== DATA FOR ANALYSIS ==

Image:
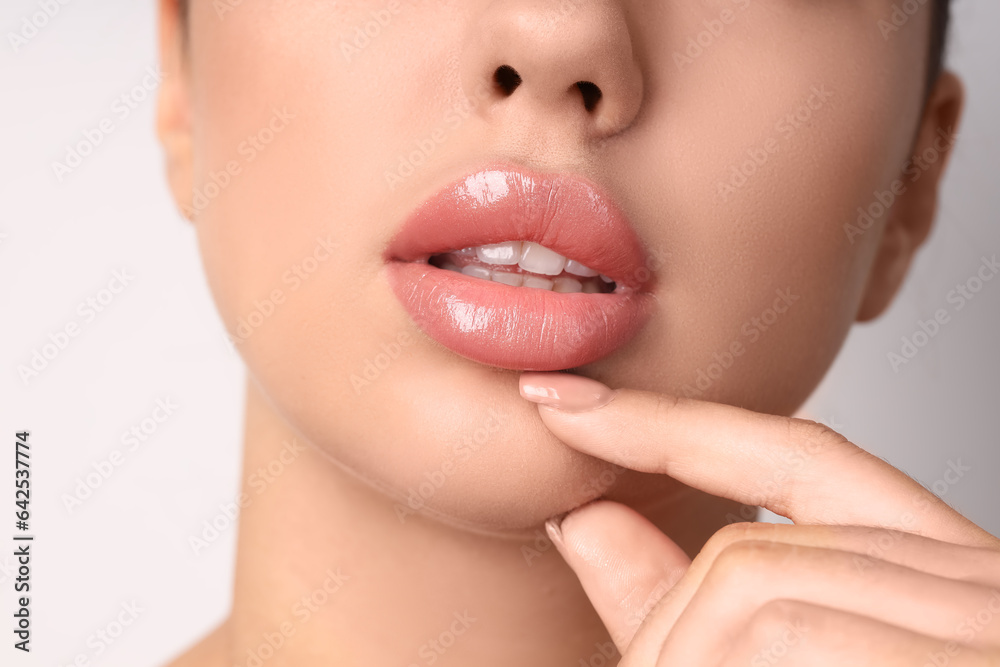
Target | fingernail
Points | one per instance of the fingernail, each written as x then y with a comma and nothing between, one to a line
563,391
554,529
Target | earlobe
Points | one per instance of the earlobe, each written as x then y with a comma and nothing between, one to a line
911,216
173,117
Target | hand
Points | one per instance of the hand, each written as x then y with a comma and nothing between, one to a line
876,570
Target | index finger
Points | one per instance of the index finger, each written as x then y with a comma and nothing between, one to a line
796,468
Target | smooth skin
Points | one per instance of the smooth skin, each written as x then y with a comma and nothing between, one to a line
877,570
292,240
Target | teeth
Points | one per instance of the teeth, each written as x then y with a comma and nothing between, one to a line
532,258
512,279
563,284
477,272
539,259
504,254
578,269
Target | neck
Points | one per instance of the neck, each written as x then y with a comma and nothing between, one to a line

===

At the line containing "Points | one per instance of the index", start transcribing exactly, and continue through the last line of the listing. Stop there and add nothing.

Points | one per instance of the index finger, each written as x then y with a comma and nothing between, one to a line
796,468
Target | smooth skin
Points | one per instance of the smooth skin, each written as x then y with a comma and nothing between, one to a line
877,570
292,240
Target | teeth
Points | one per instance of the teeth, each written as x then y with a comma and nothing between, one to a line
532,258
512,279
563,284
477,272
539,259
504,254
578,269
Target | neck
Points | one per instance of the neck, each written as x then y with a comma and nothing between, one to a line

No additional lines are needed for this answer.